━━━━━ Texte présenté

Assiette de madeleines faites maison par Justin Busch

Dimanche avec Mme de Crécy

On reprend « Du côté de chez Swann ». Cette fois, j’ai avancé de 55 pages, car je devais savoir comment finissait un certain dîner.

Je continue de remarquer que la traduction part de plus en plus loin du français original. Où le texte de la phrase suivant en caractères gras apparaît :

Swann partit chez Prévost, mais à chaque pas sa voiture était arrêtée par d’autres ou par des gens qui traversaient, odieux obstacles qu’il eût été heureux de renverser si le procès-verbal de l’agent ne l’eût retardé plus encore que le passage du  piéton.

en version anglaise, le traducteur décrit plutôt un policier qui manie maladroitement son cahier afin de noter une amende (le reste est fidèle aux limites des deux langues). Ce n’est rien en ce qui concerne les vrais personnages du livre, mais c’est pour me rassurer que je ne rate pas grand-chose que je dois suivre les deux textes en même temps.

Swann continue de se révéler un saligaud du premier rang en affaires du cœur :

il la retrouverait le lendemain chez les Verdurin : c’est-à-dire de prolonger pour l’instant et de renouveler un jour de plus la déception et la torture que lui apportait la vaine présence de cette femme qu’il approchait sans oser l’étreindre.

L’expression anglaise qui vient à mon esprit, c’est « leading on » ; amener quelqu’un nulle part sans cesse. Ce n’est pas une bonne chose du tout.

Mais cette nuit, Odette ne se trouve pas chez Prévost (un resto parisien, pour être clair), et Swann et son cocher Rémi cherchent tous les restos du quartier pour la retrouver. C’est ainsi que les deux se retrouvent dans la voiture de Swann, et si Proust est si elliptique qu’un naïf comme moi n’a pas compris le dénouement de l’affaire, même moi, je comprends la suite :

Mais il était si timide avec elle, qu’ayant fini par la posséder ce soir-là

Cependant, ce n’est pas juste une autre affaire pour Swann, jusqu’à maintenant un goujat sans pareil. Son comportement change :

On ne recevait plus jamais de lettre de lui où il demandât à connaître une femme. Il ne faisait plus attention à aucune, s’abstenait d’aller dans les endroits où on en rencontre.

━━━━━━━━━━
━━━━━ Enregistrements à traiter

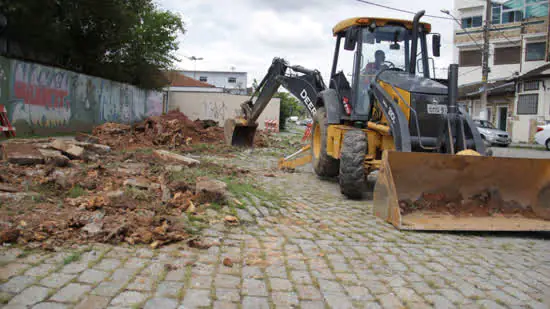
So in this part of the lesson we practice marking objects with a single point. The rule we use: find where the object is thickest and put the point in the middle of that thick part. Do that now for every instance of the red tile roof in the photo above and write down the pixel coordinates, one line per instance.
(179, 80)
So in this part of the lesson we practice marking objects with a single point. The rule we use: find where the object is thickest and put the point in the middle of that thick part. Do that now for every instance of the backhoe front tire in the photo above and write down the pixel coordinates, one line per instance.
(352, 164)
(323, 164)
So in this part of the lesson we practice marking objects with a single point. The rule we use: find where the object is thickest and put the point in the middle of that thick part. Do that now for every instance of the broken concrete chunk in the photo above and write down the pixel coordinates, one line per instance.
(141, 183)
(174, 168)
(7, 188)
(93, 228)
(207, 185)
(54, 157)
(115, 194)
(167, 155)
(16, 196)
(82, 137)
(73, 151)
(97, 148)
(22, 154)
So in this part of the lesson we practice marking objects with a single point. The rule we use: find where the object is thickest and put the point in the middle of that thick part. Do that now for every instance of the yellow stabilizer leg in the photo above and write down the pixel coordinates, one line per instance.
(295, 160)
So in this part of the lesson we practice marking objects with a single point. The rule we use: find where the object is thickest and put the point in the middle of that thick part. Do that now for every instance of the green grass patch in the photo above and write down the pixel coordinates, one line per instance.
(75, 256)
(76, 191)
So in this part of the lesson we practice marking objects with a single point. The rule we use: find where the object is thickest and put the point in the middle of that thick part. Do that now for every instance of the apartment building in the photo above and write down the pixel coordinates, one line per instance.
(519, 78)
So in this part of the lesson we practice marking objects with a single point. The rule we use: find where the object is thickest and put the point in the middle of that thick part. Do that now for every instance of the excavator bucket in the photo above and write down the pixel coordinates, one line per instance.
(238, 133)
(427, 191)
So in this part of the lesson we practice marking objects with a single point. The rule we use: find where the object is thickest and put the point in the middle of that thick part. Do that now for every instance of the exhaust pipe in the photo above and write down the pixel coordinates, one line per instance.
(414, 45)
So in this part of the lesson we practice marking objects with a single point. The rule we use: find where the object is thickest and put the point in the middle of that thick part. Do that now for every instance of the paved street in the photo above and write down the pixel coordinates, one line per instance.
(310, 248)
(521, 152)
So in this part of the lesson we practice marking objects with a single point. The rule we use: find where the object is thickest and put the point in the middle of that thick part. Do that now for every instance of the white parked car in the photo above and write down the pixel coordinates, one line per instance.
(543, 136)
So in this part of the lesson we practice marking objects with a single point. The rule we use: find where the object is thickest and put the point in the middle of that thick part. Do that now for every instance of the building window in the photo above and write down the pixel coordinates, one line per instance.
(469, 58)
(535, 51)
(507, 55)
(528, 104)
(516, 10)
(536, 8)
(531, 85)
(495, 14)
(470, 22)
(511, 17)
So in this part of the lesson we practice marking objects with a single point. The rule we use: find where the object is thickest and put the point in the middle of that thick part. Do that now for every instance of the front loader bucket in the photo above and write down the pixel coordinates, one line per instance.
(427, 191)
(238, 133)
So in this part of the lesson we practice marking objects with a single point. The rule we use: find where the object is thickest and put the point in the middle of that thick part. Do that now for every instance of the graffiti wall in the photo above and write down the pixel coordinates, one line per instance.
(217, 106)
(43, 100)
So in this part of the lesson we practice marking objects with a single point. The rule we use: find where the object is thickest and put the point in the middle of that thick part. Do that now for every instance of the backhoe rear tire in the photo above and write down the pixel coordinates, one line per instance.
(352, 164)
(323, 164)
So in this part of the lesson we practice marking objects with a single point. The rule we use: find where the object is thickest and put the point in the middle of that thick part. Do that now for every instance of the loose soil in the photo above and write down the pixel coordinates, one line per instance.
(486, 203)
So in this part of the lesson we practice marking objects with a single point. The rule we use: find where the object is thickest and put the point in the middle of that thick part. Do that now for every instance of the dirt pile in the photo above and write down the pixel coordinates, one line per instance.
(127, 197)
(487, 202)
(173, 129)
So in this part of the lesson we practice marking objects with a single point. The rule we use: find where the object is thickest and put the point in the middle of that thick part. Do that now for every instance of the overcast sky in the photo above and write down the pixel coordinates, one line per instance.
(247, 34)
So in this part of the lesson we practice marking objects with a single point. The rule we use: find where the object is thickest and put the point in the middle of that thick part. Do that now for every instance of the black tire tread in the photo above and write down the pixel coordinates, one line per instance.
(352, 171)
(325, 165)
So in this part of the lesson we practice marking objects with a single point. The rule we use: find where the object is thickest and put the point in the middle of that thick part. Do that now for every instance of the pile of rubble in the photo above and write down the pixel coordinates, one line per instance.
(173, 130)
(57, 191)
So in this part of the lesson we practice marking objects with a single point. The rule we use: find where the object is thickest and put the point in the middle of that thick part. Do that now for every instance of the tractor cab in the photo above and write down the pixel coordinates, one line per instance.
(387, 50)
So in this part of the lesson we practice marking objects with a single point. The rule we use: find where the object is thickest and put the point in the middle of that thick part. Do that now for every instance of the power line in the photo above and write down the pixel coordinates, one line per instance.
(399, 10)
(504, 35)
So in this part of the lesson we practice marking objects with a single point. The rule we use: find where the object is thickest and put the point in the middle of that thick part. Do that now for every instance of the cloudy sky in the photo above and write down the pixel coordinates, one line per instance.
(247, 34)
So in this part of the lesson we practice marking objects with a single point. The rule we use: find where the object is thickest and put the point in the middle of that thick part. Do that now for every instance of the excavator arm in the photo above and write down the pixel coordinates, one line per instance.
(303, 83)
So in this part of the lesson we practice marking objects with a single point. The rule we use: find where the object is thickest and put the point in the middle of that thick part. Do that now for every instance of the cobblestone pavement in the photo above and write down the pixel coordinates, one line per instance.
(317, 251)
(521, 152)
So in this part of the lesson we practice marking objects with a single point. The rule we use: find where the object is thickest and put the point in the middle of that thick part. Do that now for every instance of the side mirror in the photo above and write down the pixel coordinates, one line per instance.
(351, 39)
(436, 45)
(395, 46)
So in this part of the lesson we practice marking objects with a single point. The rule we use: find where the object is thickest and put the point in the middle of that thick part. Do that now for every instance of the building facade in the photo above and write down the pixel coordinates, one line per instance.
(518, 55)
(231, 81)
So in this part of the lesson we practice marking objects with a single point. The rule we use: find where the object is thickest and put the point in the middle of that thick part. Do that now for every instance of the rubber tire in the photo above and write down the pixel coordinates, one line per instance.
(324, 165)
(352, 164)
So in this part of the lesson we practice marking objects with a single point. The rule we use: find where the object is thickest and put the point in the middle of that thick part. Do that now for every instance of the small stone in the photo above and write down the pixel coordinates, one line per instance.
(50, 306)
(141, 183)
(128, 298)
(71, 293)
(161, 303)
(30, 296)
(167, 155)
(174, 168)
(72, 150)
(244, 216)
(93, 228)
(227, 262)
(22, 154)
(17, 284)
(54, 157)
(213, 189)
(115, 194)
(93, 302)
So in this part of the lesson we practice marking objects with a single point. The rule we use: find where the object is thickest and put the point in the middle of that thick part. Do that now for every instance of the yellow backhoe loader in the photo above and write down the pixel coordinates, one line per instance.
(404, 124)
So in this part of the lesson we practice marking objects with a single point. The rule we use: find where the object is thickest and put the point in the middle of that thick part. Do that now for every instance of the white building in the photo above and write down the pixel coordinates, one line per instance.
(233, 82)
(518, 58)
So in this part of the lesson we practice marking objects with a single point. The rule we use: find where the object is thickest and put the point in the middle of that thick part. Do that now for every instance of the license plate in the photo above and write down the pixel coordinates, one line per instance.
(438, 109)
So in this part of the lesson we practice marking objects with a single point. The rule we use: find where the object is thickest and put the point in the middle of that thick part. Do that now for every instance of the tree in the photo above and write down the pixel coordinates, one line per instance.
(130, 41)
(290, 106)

━━━━━━━━━━

Consignes
1. Dans le texte sur Swann, de combien de pages la lecture a-t-elle avancé cette fois ?
2. Reprenez sous forme de liste numérotée les lignes des enregistrements qui vont de la ligne contenant « of the tree » jusqu'à la fin des enregistrements incluse, sans les lignes vides.
Le texte et les enregistrements n'ont aucun rapport entre eux.

Réponses complètes
1. De 55 pages.

2.
1. So in this part of the lesson we practice marking objects with a single point. The rule we use: find where the object is thickest and put the point in the middle of that thick part. Do that now for every instance of the tree in the photo above and write down the pixel coordinates, one line per instance.
2. (130, 41)
3. (290, 106)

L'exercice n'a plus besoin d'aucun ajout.